AIM – Write out every line of the entries below as a numbered list, leaving out any blank lines.

────

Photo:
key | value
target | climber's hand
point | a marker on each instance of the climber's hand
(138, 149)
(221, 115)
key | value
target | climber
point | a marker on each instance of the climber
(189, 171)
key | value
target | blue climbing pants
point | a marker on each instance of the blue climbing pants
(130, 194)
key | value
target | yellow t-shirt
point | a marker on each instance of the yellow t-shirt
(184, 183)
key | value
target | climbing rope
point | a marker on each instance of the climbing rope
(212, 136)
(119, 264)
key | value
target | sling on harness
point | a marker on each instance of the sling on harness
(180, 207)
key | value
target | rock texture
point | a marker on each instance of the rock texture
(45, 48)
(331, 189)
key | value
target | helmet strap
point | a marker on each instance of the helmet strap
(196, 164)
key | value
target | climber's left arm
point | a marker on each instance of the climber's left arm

────

CORRECT RESPONSE –
1. Photo:
2. key | value
3. target | climber's hand
4. point | a marker on each instance of the climber's hand
5. (138, 149)
6. (221, 115)
7. key | value
8. target | climber
9. point | a marker on each instance of the climber
10. (189, 171)
11. key | value
12. target | blue climbing pants
13. point | a marker on each instance of the blue climbing pants
14. (130, 194)
15. key | value
16. target | yellow t-shirt
17. point | a marker on each instance of the yellow t-shirt
18. (184, 183)
19. key | value
20. target | climbing rope
21. point | a marker on each instance of the climbing rope
22. (212, 136)
23. (119, 264)
24. key | value
25. target | sling on harness
26. point | a marker on each instance of the sling on harness
27. (180, 207)
28. key | value
29. target | rock texture
30. point | a marker on each instance of the rock texture
31. (45, 48)
32. (331, 189)
33. key | value
34. target | helmet strap
35. point | a marker on each instance of the helmet strap
36. (196, 164)
37. key | value
38. target | climber's left arm
39. point | a marker on each instance of the climber's left arm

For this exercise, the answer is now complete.